[[ STUDY MATERIAL, beginning ]]

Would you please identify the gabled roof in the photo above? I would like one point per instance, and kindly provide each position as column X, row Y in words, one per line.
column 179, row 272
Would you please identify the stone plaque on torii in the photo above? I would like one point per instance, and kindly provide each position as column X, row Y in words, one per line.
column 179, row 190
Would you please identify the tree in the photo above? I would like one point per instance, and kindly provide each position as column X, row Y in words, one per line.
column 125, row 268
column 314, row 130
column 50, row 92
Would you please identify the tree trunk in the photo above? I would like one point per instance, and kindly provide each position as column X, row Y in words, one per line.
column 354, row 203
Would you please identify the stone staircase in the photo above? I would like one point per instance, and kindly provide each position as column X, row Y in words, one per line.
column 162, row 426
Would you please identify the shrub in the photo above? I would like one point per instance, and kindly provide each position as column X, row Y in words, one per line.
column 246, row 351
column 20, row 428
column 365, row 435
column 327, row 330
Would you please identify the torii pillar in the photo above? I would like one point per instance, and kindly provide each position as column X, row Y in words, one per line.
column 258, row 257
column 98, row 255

[[ STUDY MATERIAL, end ]]

EXERCISE REQUIREMENTS: Each record above must be given again exactly.

YOUR RESPONSE:
Would you please identify the gabled roof in the photo above? I would like one point per instance, and kindly provide each position as column X, row Y in words, one per line.
column 179, row 272
Would you please identify the stone plaque on torii in the photo above? I would like one point per instance, and kindly provide each position as column X, row Y in words, one per line.
column 179, row 190
Would you please identify the tree in the photo above? I would like one point per instance, and kindly provide each position as column X, row Y in words, one per line.
column 125, row 268
column 314, row 130
column 50, row 92
Would you please identify the tree trunk in the photo above? I would like one point per instance, and kindly provide each position as column X, row Y in words, one per line.
column 354, row 203
Would you please identify the stone staircase in the photo above? I would like one point per instance, and kindly provide each position as column X, row Y in words, one per line.
column 162, row 426
Would you please identify the shrub in the photo above? I would like one point per instance, and kindly provide each position as column X, row Y in words, one per line.
column 246, row 351
column 20, row 428
column 365, row 435
column 327, row 330
Would you please identify the torii pillar in the photo above? I would like one point per instance, and kindly provide each position as column X, row Y in words, one per line.
column 258, row 257
column 98, row 255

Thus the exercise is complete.